--- begin Exercise inputs ---

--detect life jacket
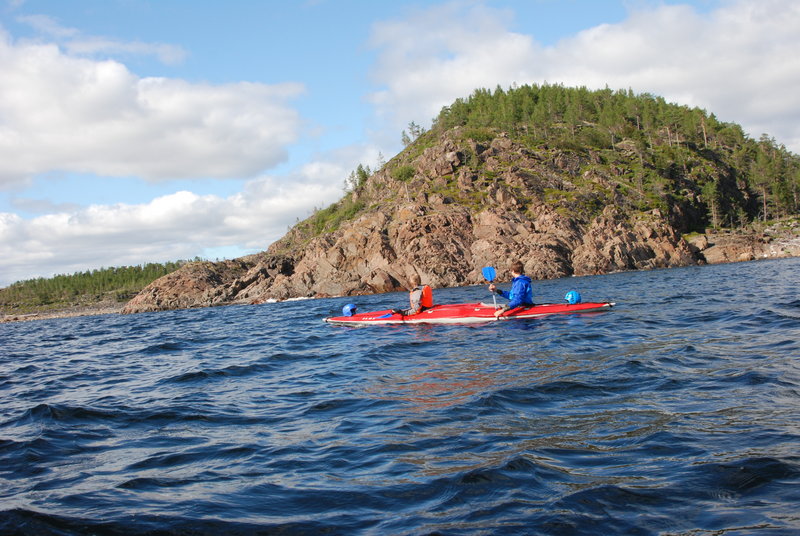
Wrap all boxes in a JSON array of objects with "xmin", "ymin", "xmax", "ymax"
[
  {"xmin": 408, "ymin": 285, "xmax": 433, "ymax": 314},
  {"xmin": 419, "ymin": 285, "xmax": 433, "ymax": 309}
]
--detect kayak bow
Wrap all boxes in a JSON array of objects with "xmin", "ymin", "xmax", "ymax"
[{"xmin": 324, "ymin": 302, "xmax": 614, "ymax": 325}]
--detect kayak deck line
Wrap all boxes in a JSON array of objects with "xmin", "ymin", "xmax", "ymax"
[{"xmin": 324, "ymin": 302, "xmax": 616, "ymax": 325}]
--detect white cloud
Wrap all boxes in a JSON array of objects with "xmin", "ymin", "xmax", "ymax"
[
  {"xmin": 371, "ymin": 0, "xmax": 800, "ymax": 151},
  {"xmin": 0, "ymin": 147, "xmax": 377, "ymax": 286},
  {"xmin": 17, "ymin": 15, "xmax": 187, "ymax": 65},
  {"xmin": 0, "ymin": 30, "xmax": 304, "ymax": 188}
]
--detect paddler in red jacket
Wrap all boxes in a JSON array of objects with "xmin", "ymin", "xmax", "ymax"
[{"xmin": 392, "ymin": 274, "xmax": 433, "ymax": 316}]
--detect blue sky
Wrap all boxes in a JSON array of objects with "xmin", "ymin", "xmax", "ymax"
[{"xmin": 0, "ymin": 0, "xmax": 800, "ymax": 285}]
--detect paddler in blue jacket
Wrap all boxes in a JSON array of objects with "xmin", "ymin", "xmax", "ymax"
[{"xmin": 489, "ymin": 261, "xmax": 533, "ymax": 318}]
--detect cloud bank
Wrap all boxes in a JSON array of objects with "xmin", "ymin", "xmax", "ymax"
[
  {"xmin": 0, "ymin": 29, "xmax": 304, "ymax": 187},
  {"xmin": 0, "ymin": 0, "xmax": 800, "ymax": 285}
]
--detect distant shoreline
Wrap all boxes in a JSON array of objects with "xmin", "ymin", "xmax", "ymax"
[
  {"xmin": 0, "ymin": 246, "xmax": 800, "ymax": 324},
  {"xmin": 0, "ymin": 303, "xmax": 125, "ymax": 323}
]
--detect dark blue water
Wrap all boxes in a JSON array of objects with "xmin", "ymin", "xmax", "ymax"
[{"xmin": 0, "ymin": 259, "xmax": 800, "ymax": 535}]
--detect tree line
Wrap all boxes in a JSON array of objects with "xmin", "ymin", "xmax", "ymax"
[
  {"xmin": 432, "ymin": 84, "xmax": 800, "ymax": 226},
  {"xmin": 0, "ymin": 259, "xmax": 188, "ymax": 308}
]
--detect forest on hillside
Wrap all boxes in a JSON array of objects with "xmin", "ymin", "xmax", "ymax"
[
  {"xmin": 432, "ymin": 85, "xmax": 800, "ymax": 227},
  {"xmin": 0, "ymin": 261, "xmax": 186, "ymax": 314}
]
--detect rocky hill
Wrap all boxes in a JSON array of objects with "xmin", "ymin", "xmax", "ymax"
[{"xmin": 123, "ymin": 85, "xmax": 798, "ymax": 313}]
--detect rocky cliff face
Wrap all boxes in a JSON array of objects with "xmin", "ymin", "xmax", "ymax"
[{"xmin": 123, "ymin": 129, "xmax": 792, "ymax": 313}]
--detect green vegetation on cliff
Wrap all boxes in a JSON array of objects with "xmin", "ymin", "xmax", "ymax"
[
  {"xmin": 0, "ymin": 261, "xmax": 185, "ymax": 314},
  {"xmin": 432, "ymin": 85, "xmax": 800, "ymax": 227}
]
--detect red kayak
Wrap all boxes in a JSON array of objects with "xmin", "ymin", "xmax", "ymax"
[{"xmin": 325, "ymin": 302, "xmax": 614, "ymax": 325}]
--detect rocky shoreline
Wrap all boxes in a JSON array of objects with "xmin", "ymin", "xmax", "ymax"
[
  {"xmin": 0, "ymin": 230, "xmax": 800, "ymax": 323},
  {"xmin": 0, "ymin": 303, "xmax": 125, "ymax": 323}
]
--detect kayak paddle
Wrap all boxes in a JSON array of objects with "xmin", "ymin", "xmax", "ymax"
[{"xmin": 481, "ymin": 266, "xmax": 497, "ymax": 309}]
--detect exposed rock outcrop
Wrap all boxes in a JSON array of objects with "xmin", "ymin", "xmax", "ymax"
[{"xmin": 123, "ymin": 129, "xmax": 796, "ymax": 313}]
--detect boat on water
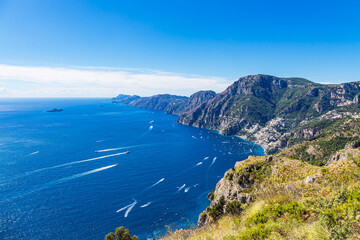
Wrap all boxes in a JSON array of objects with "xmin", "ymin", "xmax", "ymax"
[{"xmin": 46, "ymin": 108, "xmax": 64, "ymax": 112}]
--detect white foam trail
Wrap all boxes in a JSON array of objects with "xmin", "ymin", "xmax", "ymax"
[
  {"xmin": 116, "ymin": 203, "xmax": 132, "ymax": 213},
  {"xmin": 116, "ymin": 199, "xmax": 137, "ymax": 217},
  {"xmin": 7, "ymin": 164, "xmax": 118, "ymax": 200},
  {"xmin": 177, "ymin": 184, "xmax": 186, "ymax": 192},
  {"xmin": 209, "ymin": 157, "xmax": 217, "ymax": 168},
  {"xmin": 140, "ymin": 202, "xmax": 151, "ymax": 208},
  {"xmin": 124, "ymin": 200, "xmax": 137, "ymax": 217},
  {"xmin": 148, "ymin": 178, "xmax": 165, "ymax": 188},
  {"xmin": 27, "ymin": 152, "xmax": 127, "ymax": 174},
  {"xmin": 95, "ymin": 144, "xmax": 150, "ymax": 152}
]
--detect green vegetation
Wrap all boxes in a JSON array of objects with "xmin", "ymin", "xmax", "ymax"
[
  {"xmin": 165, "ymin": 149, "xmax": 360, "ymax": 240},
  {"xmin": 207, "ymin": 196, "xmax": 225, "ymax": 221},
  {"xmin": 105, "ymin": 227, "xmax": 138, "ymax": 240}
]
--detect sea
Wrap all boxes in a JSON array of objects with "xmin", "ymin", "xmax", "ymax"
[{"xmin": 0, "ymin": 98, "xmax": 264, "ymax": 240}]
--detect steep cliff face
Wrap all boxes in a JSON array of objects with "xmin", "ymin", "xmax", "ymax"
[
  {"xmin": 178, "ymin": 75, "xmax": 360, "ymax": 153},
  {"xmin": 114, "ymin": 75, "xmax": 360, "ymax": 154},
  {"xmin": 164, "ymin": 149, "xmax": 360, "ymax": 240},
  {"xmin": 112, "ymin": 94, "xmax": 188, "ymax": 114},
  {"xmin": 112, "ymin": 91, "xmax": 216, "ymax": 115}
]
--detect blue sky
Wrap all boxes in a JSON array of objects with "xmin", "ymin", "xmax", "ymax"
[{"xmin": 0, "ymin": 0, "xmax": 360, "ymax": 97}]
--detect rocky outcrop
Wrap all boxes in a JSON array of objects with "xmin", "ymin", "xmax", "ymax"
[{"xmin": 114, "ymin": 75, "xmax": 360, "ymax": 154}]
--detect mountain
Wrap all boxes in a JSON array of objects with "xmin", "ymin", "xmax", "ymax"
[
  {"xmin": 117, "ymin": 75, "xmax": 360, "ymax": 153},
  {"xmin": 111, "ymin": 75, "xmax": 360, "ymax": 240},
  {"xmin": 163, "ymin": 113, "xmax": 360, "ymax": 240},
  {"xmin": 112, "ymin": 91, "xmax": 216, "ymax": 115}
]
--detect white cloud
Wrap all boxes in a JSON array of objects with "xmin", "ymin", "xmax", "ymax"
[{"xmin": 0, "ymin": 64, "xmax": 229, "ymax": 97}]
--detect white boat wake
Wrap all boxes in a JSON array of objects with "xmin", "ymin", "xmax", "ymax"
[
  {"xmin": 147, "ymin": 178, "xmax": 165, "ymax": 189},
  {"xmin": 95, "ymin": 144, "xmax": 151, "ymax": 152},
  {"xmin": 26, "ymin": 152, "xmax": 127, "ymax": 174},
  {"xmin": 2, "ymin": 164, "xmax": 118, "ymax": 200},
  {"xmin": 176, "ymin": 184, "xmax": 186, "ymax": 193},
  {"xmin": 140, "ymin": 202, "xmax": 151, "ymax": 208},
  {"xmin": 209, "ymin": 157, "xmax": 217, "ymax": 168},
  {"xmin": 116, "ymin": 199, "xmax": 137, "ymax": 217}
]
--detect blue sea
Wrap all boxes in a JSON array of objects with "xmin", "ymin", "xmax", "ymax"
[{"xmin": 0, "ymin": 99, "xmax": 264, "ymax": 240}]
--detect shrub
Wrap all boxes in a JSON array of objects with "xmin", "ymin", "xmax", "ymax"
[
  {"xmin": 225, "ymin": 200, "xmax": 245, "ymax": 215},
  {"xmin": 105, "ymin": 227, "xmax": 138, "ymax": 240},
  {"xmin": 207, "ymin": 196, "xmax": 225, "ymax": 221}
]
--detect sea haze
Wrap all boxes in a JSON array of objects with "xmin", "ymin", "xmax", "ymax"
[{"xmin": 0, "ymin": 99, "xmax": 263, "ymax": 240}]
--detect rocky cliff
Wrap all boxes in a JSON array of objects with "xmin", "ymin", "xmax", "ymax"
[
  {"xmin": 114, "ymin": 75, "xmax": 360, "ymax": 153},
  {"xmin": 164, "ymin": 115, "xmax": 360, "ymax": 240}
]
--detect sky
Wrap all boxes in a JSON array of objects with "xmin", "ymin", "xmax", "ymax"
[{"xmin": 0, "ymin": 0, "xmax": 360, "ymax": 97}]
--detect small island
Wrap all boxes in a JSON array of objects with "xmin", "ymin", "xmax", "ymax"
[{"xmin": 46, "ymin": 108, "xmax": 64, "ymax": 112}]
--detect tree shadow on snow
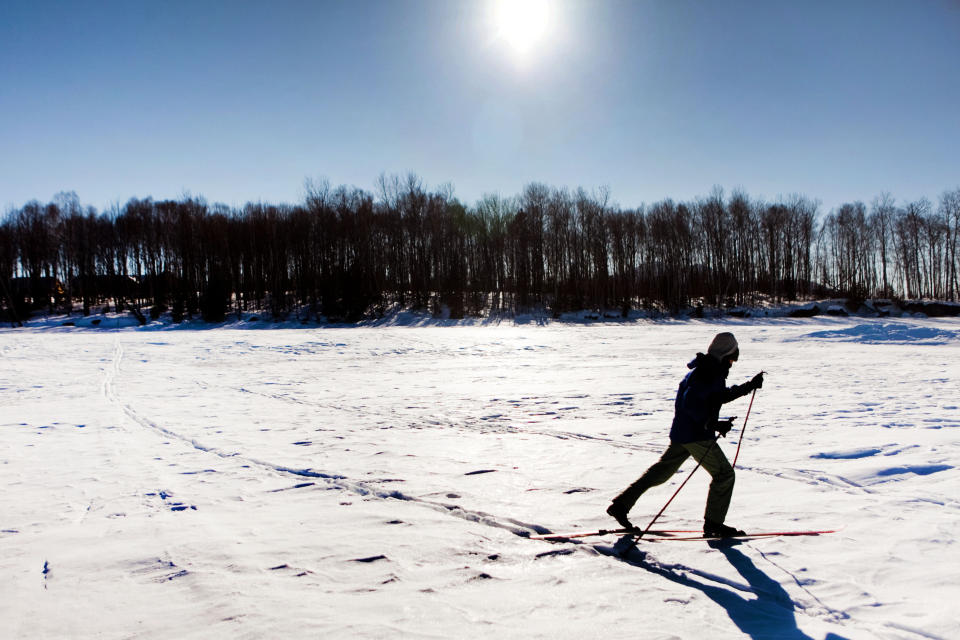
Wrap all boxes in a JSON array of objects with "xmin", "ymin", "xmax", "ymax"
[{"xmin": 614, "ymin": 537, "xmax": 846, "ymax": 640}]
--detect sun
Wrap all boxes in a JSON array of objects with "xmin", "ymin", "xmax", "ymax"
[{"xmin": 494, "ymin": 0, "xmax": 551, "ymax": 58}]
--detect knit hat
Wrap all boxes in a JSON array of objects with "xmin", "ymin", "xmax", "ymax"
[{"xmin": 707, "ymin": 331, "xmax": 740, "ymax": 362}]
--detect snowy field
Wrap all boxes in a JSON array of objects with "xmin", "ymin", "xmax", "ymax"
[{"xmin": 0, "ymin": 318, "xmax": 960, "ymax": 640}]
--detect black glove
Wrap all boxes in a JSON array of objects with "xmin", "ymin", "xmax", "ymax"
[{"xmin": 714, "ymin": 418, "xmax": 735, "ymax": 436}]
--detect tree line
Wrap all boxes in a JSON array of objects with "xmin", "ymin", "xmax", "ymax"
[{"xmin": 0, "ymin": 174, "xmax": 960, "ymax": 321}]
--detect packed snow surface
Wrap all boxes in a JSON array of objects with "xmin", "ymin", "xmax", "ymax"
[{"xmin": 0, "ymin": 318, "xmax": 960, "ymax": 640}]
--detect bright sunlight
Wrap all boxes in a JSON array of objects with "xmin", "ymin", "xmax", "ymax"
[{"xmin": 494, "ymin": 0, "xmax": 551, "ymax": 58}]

--- end Exercise inputs ---

### What needs to be done:
Reproduce the part of the records that begins with the line containing "--detect black glove" and runs through the end of the records.

### Result below:
--detect black glove
Wrap all boxes in a JSON array of objects with "xmin", "ymin", "xmax", "ymax"
[{"xmin": 714, "ymin": 418, "xmax": 735, "ymax": 436}]
--detect tree line
Wrap all boxes in a JSON array of objects with "xmin", "ymin", "xmax", "ymax"
[{"xmin": 0, "ymin": 174, "xmax": 960, "ymax": 321}]
--detect packed snow surface
Wrap all boxes in a JSON array of objects with "xmin", "ymin", "xmax", "ymax"
[{"xmin": 0, "ymin": 318, "xmax": 960, "ymax": 640}]
--detect bright sunlight
Wrap all boxes in a JSON array of objects with "xmin", "ymin", "xmax", "ymax"
[{"xmin": 494, "ymin": 0, "xmax": 551, "ymax": 58}]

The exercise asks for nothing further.